::: TRECHO :::

Em princípio, a Tia Lena não deveria ter ido. A Avó não deixava as filhas frequentar "frívolas"reuniões sociais... Mas a Delfina, vizinha de uma vivenda próxima, convidou-a a assistir, com ela e com os pais. A Avó disse "não". A mãe da Fina, que falava sem papas na língua, foi ter com a Senhora D. Maria Aguiar e protestou, por ela não lhe confiar a filha, para uma simples participação no respeitável convívio. E a Avó, embaraçada, não ousou dizer "não", de novo.
O Tio David também não seria alguém ali presente, em circunstâncias normais. Nunca lá tinha ido, nem pensava ir. Era um portuense, sem relações especiais com Gondomar. Foi desafiado a acompanhar um amigo, que se chamava Ivo Araújo (um dos donos da empresa de camionagem Freitas e Araújo), que, ocasionalmente, namorava uma menina de S. Cosme. O amigo David era um grande dançarino e, por isso, não foi difícil convencê-lo a ir a um baile.

::: ENTRADAS FORNECIDAS :::

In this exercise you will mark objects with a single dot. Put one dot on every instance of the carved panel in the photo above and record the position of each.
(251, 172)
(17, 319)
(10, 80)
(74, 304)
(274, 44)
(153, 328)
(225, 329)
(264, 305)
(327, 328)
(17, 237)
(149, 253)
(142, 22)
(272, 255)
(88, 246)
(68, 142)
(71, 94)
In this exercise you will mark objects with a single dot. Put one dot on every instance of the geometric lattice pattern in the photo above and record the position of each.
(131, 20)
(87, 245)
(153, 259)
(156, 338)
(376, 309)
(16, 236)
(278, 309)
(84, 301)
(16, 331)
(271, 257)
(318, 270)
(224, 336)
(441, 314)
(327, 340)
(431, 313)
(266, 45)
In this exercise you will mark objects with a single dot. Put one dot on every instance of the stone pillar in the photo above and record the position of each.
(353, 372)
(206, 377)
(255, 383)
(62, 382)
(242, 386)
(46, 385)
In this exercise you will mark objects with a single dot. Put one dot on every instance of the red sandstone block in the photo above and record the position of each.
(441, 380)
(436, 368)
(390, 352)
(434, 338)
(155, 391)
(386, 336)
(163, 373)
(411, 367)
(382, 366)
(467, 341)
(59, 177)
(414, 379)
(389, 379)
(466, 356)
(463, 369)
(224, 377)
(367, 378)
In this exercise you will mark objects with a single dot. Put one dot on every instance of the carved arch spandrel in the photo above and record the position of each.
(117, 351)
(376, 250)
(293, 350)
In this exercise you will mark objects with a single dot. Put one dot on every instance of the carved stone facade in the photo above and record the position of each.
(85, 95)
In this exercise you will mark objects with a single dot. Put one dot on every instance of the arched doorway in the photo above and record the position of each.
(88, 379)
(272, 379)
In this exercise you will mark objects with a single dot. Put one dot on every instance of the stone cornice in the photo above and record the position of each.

:::

▸ CONJUNTO DE TAREFAS
• 1. Reproduza, sem alterações, tudo o que vai de "O Tio David" até "a um baile." no trecho sobre a Tia Lena e o Tio David.
• 2. Prossiga o trecho sobre a Tia Lena e o Tio David a partir da última frase apresentada.
As entradas provêm de outra fonte.

▸ RESULTADOS
• 1.
O Tio David também não seria alguém ali presente, em circunstâncias normais. Nunca lá tinha ido, nem pensava ir. Era um portuense, sem relações especiais com Gondomar. Foi desafiado a acompanhar um amigo, que se chamava Ivo Araújo (um dos donos da empresa de camionagem Freitas e Araújo), que, ocasionalmente, namorava uma menina de S. Cosme. O amigo David era um grande dançarino e, por isso, não foi difícil convencê-lo a ir a um baile.

• 2.
Aí aconteceu o encontro que estava destinado a durar toda a vida!

David olhou para aquela menina tão linda, com o seu ar reservado, sentada perto da amiga e do casal e perguntou à namorada do Ivo se a conhecia. Conhecia. Quem é que não a conhecia em S. Cosme, Gondomar? Conhecia e aceitou o seu pedido para o apresentar, como se usava, na época. Dançaram, dançaram, até ao fim da festa!...

O namoro durou 7 meses, mas, durante esse tempo, não se viram mais de 5 ou 6 vezes!
Parece impossível, mas é verdade - os tempos, os usos e costumes eram radicalmente diferentes dos de agora. Para as mulheres, as limitações eram semelhantes às da Idade Média. Seguramente mais próximas do quadro desses recuados séculos do que do século que haveria de seguir-se.
Só depois do 25 de Abril se deu o salto em frente, se desenhou - a ver na tv telenovelas brasileiras e outrs coisas inéditas, de outos mundos - a mudança de mentalidades e de atitudes. E não foi logo, logo, mas foi rápida. Quando começou, tornou-se imparável...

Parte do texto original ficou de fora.